─── RECORDED DATA ───

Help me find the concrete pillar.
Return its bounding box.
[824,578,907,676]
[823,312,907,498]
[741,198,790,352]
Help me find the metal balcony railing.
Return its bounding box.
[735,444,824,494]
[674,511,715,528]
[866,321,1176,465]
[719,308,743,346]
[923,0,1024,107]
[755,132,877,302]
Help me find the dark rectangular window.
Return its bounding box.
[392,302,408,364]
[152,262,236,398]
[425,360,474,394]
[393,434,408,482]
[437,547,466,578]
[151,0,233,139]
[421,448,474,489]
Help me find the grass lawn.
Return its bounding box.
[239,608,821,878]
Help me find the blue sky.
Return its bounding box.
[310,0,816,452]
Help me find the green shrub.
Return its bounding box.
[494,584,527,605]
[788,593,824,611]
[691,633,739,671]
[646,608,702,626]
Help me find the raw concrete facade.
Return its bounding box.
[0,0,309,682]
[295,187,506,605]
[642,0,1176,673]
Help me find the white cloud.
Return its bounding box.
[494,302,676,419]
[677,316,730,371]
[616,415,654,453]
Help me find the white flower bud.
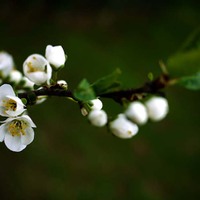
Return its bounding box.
[0,51,14,78]
[9,70,22,84]
[90,99,103,110]
[125,101,148,125]
[88,110,108,127]
[57,80,68,89]
[22,76,34,89]
[81,107,89,117]
[23,54,52,85]
[145,97,169,121]
[109,114,139,139]
[45,45,66,69]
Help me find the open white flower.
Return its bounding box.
[45,45,66,69]
[109,114,139,139]
[0,51,14,77]
[9,70,22,84]
[145,97,169,121]
[0,84,25,117]
[125,101,148,125]
[23,54,52,85]
[88,110,108,127]
[0,115,36,152]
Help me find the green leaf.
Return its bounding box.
[92,68,121,96]
[178,72,200,90]
[74,79,96,101]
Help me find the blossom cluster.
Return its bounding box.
[88,96,169,139]
[0,45,169,152]
[0,45,67,152]
[0,84,36,152]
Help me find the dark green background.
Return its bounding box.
[0,0,200,200]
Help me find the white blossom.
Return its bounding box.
[90,99,103,110]
[125,101,148,125]
[88,110,108,127]
[23,54,52,85]
[9,70,22,84]
[0,115,36,152]
[57,80,68,89]
[145,97,169,121]
[45,45,66,69]
[0,84,25,117]
[0,51,14,78]
[22,76,34,89]
[109,114,139,139]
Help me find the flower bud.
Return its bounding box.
[90,99,103,110]
[9,70,22,84]
[109,114,139,139]
[22,76,34,89]
[23,54,52,85]
[57,80,68,89]
[88,110,107,127]
[0,51,14,78]
[145,97,169,121]
[45,45,66,69]
[125,101,148,125]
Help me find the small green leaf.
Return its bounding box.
[178,72,200,90]
[74,79,96,101]
[92,68,121,96]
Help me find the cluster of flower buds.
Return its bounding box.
[0,45,169,152]
[23,45,66,85]
[88,96,169,139]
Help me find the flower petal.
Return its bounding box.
[0,84,16,99]
[0,124,7,142]
[21,127,34,145]
[18,115,36,128]
[4,133,26,152]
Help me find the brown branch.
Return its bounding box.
[18,74,170,105]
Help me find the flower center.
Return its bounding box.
[27,61,42,73]
[3,99,17,111]
[8,120,27,136]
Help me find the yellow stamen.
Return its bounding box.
[3,99,17,111]
[8,120,27,137]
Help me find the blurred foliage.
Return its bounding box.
[0,0,200,200]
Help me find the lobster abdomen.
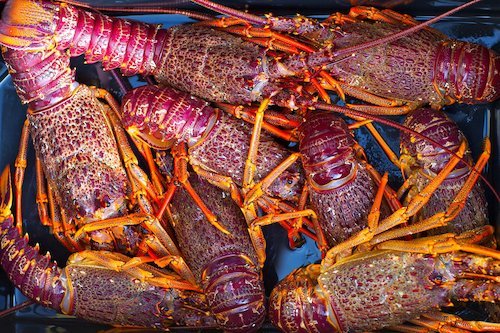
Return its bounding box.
[269,251,500,333]
[300,112,376,246]
[400,108,489,234]
[171,176,266,332]
[0,215,66,311]
[433,40,500,104]
[122,86,303,201]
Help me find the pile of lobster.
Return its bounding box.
[0,0,500,332]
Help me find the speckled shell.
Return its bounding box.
[318,251,490,332]
[155,25,265,104]
[189,112,304,201]
[401,108,489,234]
[122,85,304,201]
[300,112,377,246]
[28,85,140,254]
[171,176,266,332]
[322,20,500,106]
[64,264,215,329]
[269,250,500,333]
[0,210,215,329]
[28,86,128,219]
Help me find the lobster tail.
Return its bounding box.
[0,167,66,310]
[434,41,500,104]
[0,0,59,51]
[202,254,266,332]
[269,265,340,333]
[122,85,218,149]
[0,0,165,75]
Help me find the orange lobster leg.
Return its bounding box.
[377,226,500,260]
[370,139,491,245]
[68,251,200,291]
[322,173,388,260]
[92,88,157,209]
[14,120,29,235]
[160,143,229,234]
[35,157,50,225]
[252,209,328,253]
[422,311,500,332]
[323,143,466,267]
[216,103,299,141]
[243,153,300,205]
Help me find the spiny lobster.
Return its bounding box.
[166,175,267,332]
[193,0,500,114]
[398,108,488,234]
[0,167,216,329]
[3,39,193,281]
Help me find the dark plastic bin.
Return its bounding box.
[0,0,500,333]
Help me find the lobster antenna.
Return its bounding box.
[312,102,500,201]
[191,0,481,57]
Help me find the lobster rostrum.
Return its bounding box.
[0,167,216,329]
[166,175,266,332]
[193,0,500,114]
[398,108,488,233]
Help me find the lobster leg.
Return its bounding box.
[217,103,299,142]
[389,311,500,333]
[324,144,465,266]
[92,88,156,209]
[422,311,500,332]
[327,173,388,258]
[14,120,29,234]
[35,157,53,225]
[377,226,500,260]
[370,139,491,245]
[171,143,229,234]
[68,250,200,291]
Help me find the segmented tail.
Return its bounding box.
[0,166,65,310]
[0,0,59,51]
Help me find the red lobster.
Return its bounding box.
[269,235,500,333]
[398,108,488,234]
[166,175,266,332]
[270,106,500,332]
[0,0,492,128]
[3,37,193,281]
[121,85,306,264]
[0,168,215,329]
[193,0,500,114]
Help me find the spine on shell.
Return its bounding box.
[3,49,77,110]
[122,85,218,148]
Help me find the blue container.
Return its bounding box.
[0,0,500,332]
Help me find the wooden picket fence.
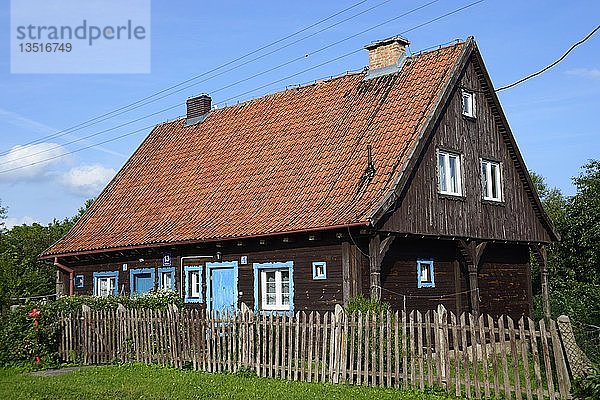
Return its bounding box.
[60,307,570,399]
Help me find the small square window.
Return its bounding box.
[462,90,475,118]
[438,150,462,196]
[158,267,175,290]
[93,271,119,297]
[252,261,294,312]
[481,160,502,201]
[260,269,290,310]
[74,275,84,289]
[417,260,435,288]
[313,261,327,280]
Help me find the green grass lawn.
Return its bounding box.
[0,364,454,400]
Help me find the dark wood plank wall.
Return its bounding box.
[381,238,469,313]
[479,243,533,318]
[362,238,532,318]
[381,54,550,242]
[62,243,343,311]
[66,258,155,295]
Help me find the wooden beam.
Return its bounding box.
[342,242,352,307]
[531,244,552,322]
[369,235,381,301]
[457,240,487,318]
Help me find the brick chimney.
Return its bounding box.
[185,94,212,125]
[365,36,410,71]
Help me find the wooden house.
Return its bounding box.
[42,37,557,316]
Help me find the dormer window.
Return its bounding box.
[462,90,475,118]
[438,150,462,196]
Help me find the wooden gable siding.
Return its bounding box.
[362,238,532,319]
[479,243,533,318]
[381,58,551,242]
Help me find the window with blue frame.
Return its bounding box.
[74,275,84,289]
[313,261,327,280]
[183,265,202,303]
[417,260,435,288]
[129,268,154,295]
[93,271,119,297]
[253,261,294,311]
[158,267,175,290]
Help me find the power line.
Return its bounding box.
[0,0,376,155]
[0,0,440,155]
[0,0,485,174]
[0,0,446,164]
[496,25,600,92]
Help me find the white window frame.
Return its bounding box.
[313,261,327,280]
[260,268,291,311]
[94,276,117,297]
[183,265,204,303]
[436,150,463,196]
[417,259,435,289]
[481,158,503,201]
[158,267,175,290]
[461,90,475,118]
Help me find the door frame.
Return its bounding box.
[206,261,239,311]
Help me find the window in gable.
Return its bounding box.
[417,260,435,288]
[438,150,462,196]
[462,90,475,118]
[481,160,502,201]
[313,261,327,280]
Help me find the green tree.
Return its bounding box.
[0,200,93,309]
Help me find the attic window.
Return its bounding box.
[481,160,502,201]
[313,261,327,280]
[462,90,475,118]
[438,150,462,196]
[417,260,435,288]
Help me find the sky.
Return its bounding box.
[0,0,600,228]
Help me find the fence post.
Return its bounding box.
[435,304,447,385]
[558,315,592,378]
[550,320,571,399]
[329,304,345,383]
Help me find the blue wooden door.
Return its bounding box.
[210,268,237,311]
[133,273,154,293]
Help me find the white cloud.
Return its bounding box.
[58,165,117,197]
[4,216,39,229]
[0,108,127,158]
[0,143,67,182]
[566,68,600,79]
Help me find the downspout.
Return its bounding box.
[54,257,75,296]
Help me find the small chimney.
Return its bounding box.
[185,94,212,125]
[365,36,410,72]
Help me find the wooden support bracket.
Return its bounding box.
[369,234,396,301]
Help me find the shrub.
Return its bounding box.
[0,291,183,368]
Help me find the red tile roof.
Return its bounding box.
[45,43,463,256]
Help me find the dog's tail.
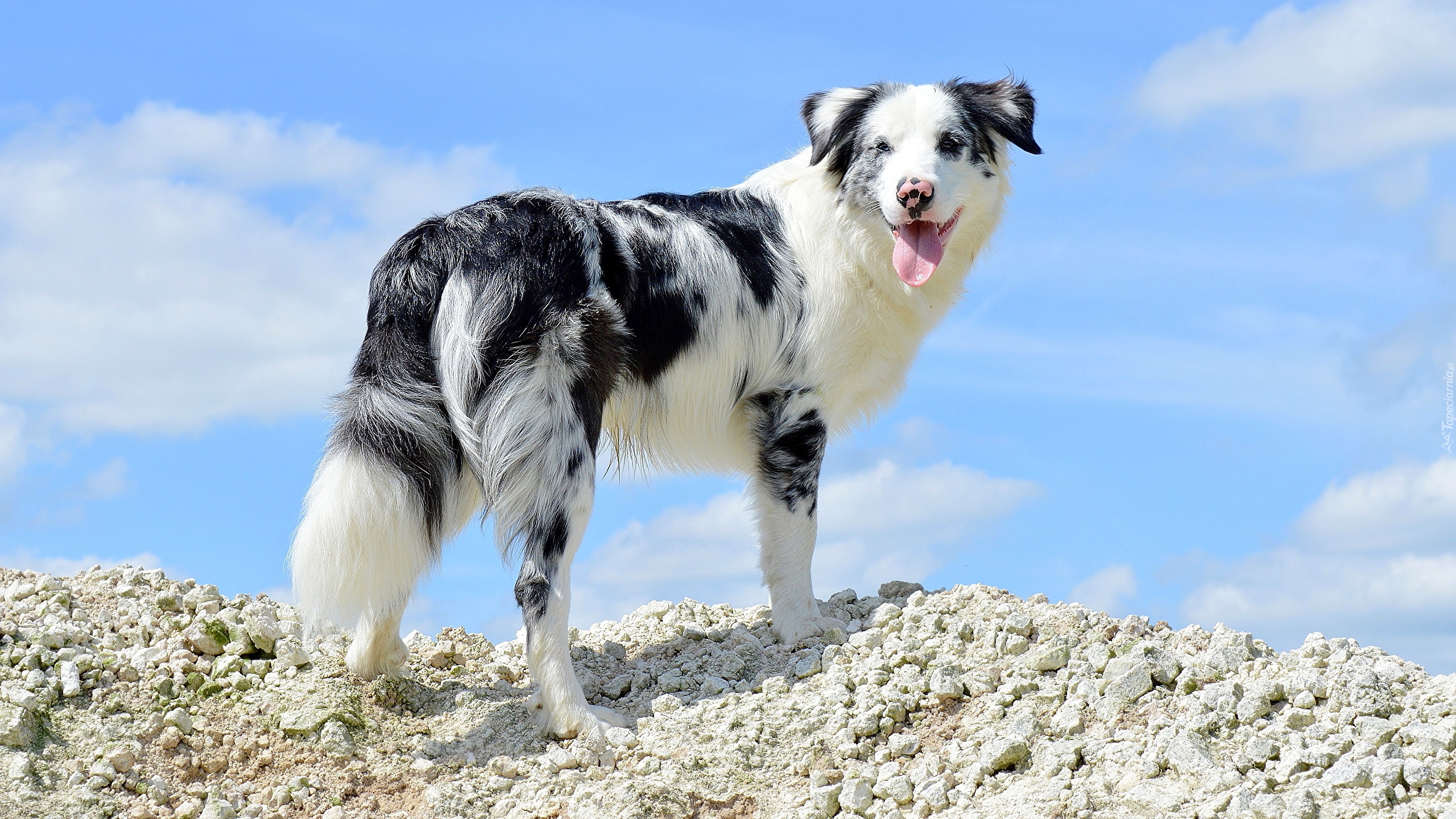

───

* [TASK REQUIREMENTS] Report every line of the data above that contains the word "door", treating uppercase and lowercase as different.

* [THE SOLUTION]
Help me find the door frame.
Help me find the blue wooden door.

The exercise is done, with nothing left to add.